• _TESTO DI LETTURA_

Altri studiosi di orientamento marxista sostengono invece che la liberalizzazione dei mercati
può favorire la concorrenza solo nel breve termine, ma nel lungo periodo proprio
l’intensificazione della competizione tende a far prevalere i più forti, il che favorisce nuovi
fenomeni di monopolizzazione dei mercati e di centralizzazione dei capitali. Altri ancora,
ispirati dalle analisi di Joseph Schumpeter, ritengono che la stessa idea di inefficienza del
monopolio vada contestata: a loro avviso, infatti, proprio la capacità di guadagnare profitti extra
consente all’impresa monopolista di favorire l’innovazione tecnologica grazie a massicci
investimenti nelle attività di ricerca e sviluppo, che per la loro rischiosità e onerosità sono
preclusi alle imprese in concorrenza perfetta.
La teoria neoclassica attribuisce grande rilevanza alla posizione di equilibrio di concorrenza
perfetta, perché ritiene che in essa il mercato realizzi un assetto economico caratterizzato da
efficienza e da equità.

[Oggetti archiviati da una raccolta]
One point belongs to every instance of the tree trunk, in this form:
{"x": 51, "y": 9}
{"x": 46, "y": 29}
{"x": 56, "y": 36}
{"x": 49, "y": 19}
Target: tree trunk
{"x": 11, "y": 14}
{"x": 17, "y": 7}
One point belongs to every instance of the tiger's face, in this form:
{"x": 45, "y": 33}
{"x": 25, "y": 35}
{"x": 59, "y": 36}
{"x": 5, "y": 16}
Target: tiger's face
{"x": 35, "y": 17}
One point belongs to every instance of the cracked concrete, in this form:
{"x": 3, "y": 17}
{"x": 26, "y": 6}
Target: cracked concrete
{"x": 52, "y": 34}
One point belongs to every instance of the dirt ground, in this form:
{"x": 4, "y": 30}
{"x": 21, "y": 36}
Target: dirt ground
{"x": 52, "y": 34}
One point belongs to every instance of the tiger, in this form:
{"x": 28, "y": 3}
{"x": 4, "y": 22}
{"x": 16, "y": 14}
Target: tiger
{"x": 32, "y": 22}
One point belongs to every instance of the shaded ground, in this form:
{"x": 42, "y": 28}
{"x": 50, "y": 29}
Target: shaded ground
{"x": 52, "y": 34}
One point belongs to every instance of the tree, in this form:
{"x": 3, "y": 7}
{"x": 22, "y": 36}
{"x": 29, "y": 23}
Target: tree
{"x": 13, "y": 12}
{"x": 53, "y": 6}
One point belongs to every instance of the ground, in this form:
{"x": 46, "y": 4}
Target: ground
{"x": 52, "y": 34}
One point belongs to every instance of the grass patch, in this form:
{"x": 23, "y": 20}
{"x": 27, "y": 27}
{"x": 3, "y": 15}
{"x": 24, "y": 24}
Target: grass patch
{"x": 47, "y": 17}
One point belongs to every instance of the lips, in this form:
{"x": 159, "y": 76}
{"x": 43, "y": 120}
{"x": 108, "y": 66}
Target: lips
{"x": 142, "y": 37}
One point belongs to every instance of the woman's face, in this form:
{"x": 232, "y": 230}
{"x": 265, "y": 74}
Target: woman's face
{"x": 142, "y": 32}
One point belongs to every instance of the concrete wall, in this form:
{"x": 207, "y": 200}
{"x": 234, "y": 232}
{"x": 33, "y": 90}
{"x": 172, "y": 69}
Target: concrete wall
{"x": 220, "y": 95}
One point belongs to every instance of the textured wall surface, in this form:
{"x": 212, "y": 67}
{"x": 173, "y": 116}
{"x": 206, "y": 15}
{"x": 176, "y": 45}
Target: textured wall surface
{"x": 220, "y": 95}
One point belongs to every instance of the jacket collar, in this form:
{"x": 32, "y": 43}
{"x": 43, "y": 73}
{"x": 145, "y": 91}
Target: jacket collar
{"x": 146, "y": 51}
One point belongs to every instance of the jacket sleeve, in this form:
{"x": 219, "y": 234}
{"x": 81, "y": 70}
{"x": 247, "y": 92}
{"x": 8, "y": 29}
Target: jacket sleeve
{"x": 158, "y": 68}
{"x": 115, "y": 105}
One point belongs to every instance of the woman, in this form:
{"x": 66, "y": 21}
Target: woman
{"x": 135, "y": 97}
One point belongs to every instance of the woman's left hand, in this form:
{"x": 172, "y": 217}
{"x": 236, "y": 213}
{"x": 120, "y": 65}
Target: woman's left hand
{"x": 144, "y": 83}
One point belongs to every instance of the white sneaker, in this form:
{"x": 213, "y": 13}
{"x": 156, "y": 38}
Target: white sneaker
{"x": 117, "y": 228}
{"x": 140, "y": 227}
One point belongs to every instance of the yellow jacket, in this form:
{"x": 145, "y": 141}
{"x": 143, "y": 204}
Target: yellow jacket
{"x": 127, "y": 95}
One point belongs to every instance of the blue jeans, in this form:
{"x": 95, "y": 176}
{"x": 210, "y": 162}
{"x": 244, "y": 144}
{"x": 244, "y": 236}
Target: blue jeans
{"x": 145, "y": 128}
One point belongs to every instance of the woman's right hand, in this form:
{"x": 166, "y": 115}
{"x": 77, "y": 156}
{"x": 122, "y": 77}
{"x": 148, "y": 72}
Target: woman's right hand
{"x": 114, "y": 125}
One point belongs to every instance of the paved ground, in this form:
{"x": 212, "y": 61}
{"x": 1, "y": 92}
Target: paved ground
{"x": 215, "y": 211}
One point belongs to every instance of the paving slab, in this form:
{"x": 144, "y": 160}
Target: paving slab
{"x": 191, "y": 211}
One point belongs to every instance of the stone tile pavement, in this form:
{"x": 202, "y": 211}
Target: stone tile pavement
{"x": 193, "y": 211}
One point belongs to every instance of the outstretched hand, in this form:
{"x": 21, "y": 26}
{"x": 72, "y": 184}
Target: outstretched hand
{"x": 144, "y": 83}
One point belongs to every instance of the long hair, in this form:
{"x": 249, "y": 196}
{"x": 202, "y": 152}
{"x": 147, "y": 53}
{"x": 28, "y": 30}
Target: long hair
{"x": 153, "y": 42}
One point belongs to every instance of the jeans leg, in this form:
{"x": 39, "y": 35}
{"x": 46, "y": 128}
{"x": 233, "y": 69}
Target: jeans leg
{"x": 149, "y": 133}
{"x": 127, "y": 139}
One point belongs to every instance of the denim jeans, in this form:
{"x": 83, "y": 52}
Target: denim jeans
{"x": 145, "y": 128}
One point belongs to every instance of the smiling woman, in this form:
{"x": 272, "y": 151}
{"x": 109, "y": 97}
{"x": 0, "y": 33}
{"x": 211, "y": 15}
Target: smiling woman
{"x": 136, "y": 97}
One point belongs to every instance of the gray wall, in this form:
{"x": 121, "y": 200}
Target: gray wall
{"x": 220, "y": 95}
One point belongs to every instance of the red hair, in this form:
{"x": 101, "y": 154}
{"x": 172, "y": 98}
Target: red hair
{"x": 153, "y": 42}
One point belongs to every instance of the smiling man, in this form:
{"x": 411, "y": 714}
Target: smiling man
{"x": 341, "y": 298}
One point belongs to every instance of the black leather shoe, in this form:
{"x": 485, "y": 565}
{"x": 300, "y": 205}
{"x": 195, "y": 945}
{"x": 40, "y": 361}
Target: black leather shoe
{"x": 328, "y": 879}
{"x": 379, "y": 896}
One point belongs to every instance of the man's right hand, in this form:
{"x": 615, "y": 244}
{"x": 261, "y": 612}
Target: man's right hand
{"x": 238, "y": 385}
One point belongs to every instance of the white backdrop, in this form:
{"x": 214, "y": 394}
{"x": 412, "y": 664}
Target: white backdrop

• _CONSEGNA 1_
Per favore, indica se ciascuna affermazione concorda con il brano sul monopolio, rispondendo sì o no e citando le parole decisive del brano. (a) Secondo gli studiosi di orientamento marxista, la liberalizzazione dei mercati favorisce la concorrenza anche nel lungo periodo. (b) Gli studiosi ispirati da Schumpeter ritengono che i profitti extra permettano all'impresa monopolista di favorire l'innovazione tecnologica. (c) Le attività di ricerca e sviluppo sono accessibili alle imprese in concorrenza perfetta.
• _CONSEGNA 2_
Secondo il brano sul monopolio, perché la teoria neoclassica attribuisce grande rilevanza alla posizione di equilibrio di concorrenza perfetta?

• _SOLUZIONE 1_
(a) No: «può favorire la concorrenza solo nel breve termine».
(b) Sì: «proprio la capacità di guadagnare profitti extra consente all’impresa monopolista di favorire l’innovazione tecnologica».
(c) No: «per la loro rischiosità e onerosità sono preclusi alle imprese in concorrenza perfetta».

• _SOLUZIONE 2_
Perché ritiene che in essa il mercato realizzi un assetto economico caratterizzato da efficienza e da equità.